[Records from a dataset]
((
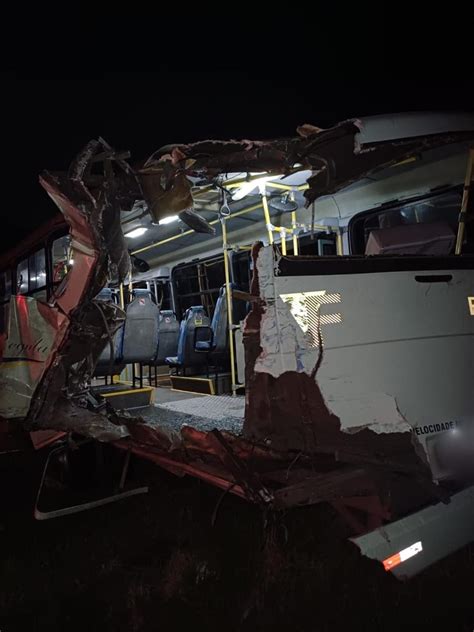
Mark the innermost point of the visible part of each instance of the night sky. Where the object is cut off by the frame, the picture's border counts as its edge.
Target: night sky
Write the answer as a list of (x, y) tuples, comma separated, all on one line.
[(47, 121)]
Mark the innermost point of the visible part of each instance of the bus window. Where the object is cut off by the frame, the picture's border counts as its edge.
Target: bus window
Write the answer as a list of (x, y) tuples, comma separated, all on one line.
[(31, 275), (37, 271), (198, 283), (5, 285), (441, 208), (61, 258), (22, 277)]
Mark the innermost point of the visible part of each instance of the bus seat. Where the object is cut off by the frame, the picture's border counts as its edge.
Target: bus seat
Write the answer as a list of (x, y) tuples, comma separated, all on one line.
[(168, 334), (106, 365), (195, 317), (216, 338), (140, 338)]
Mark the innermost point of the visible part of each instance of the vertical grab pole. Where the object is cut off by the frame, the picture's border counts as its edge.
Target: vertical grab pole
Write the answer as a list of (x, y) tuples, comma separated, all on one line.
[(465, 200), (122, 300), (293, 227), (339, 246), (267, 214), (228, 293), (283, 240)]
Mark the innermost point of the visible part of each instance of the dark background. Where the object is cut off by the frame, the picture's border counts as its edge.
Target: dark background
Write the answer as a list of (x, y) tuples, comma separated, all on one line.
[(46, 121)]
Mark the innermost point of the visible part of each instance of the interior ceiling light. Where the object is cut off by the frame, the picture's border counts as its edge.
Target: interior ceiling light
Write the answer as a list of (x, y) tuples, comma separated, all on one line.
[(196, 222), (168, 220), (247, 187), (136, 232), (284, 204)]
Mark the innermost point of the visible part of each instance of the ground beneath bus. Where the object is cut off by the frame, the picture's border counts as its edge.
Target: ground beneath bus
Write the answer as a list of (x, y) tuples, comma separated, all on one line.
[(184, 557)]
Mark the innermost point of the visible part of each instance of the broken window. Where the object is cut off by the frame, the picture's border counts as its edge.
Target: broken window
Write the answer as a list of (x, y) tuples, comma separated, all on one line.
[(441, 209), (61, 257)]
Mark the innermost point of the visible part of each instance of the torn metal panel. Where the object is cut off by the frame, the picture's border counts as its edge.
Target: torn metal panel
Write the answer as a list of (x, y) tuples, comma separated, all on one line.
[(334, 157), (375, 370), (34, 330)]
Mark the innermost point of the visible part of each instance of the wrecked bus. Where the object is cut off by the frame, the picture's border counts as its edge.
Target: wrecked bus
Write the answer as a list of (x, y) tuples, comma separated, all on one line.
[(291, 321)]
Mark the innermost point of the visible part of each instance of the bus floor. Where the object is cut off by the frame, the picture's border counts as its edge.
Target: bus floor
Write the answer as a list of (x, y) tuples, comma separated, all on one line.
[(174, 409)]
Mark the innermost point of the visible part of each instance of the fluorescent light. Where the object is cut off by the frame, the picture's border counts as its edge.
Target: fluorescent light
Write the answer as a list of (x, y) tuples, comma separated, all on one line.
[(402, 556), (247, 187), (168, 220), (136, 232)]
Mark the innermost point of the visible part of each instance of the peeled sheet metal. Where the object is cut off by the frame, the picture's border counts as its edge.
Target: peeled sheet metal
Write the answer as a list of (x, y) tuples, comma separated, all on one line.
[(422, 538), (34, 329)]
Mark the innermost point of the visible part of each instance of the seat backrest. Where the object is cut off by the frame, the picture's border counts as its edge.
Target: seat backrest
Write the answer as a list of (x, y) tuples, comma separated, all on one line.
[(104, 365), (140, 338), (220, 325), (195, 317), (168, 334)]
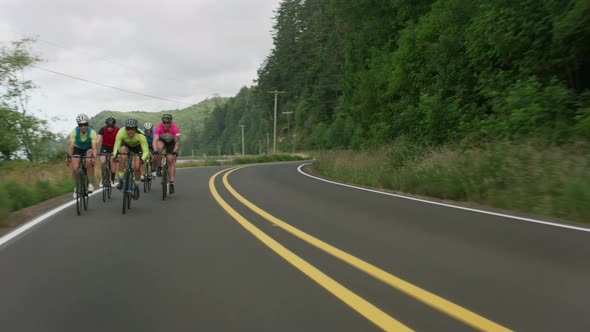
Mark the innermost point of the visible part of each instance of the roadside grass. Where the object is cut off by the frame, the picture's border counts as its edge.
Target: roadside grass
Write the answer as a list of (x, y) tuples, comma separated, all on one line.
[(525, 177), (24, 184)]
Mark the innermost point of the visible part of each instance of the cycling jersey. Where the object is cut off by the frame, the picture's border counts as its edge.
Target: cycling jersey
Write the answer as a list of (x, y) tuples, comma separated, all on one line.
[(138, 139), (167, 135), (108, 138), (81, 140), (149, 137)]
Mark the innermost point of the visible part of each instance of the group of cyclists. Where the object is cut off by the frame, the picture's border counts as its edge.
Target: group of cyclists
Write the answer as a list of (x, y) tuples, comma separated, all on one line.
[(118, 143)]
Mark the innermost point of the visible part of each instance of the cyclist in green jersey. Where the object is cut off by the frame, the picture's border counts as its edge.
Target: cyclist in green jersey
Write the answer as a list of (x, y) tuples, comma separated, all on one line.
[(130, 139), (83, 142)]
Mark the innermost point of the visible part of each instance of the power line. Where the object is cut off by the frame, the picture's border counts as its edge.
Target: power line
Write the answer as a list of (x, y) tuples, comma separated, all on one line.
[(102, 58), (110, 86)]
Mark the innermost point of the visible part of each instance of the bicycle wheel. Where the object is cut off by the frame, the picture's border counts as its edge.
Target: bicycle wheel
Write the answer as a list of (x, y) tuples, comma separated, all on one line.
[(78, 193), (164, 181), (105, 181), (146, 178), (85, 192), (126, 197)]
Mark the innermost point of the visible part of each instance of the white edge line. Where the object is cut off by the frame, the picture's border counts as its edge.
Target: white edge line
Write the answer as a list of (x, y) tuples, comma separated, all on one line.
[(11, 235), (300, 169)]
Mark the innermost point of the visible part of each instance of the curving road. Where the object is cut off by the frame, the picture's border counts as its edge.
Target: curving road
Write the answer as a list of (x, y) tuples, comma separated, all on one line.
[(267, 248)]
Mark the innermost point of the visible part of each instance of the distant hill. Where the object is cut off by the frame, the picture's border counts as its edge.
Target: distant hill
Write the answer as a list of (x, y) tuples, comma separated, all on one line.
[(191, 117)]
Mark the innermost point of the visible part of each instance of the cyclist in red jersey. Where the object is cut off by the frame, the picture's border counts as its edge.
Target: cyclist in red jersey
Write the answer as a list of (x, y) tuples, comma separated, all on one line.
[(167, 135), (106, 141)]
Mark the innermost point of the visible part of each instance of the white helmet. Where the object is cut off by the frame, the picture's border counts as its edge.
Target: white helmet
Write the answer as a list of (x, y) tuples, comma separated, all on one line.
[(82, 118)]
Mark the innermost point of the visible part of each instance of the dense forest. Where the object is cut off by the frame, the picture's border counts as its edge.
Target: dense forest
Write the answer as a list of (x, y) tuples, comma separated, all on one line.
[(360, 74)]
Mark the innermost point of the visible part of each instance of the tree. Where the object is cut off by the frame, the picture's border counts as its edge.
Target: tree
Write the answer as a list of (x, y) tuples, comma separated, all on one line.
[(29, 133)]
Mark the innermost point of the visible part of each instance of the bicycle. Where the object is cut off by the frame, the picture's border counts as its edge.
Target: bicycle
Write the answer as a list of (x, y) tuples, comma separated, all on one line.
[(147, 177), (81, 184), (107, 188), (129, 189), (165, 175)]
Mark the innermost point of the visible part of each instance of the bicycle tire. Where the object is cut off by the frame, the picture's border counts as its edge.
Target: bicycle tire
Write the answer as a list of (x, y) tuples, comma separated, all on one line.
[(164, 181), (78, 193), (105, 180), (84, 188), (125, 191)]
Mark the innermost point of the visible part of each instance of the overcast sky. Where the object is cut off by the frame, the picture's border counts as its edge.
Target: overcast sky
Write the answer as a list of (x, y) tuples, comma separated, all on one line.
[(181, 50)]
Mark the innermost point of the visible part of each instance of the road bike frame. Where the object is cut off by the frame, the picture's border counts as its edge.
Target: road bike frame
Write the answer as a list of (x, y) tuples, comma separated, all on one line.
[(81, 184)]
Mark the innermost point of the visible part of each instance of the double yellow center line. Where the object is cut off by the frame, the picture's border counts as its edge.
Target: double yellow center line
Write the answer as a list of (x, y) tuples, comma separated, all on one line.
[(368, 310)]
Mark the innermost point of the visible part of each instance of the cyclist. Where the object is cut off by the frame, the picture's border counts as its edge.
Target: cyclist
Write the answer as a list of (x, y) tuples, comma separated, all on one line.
))
◆ EXERCISE AIM ◆
Format the data above as a JSON list of strings, one string per line, skipping blank lines and leaving out the pictures. Cover everything from the start of the data through the line that contains "[(46, 121)]".

◆ TASK RESPONSE ◆
[
  "Mark the innermost point of the visible part of each instance of the night sky. Where the object is cut off by the frame, the picture's border counts as its edge.",
  "Target: night sky",
  "Write the answer as a list of (x, y) tuples, comma separated, all on one line.",
  "[(47, 121)]",
  "Mark the innermost point of the visible part of each instance of the bus window. Where the object is cut off by the frame, the picture's border counts as its edge.",
  "Target: bus window",
  "Write the answer as a list of (x, y) tuples, comma separated, all on one line.",
  "[(31, 275), (37, 271), (198, 283), (5, 285), (441, 208), (61, 258), (22, 277)]",
  "Mark the innermost point of the visible part of each instance of the bus seat. Where the object is cut off by the frame, the picture's border counts as its edge.",
  "Target: bus seat",
  "Write the answer as a list of (x, y) tuples, comma separated, all on one line.",
  "[(168, 334), (106, 365), (195, 317), (216, 338), (140, 338)]",
  "Mark the innermost point of the visible part of each instance of the vertical grab pole. Where the object is cut off by the frame, the picture's border counts as its edge.",
  "Target: vertical grab pole",
  "Write the answer as a list of (x, y) tuples, comma separated, all on one line.",
  "[(465, 200), (122, 300), (293, 227), (339, 246), (267, 214), (228, 293), (283, 240)]",
  "Mark the innermost point of the visible part of each instance of the dark background. Where the object is cut off by the frame, the picture's border counts as its edge.",
  "Target: dark background",
  "Write the answer as a list of (x, y) tuples, comma separated, all on one line.",
  "[(46, 121)]"
]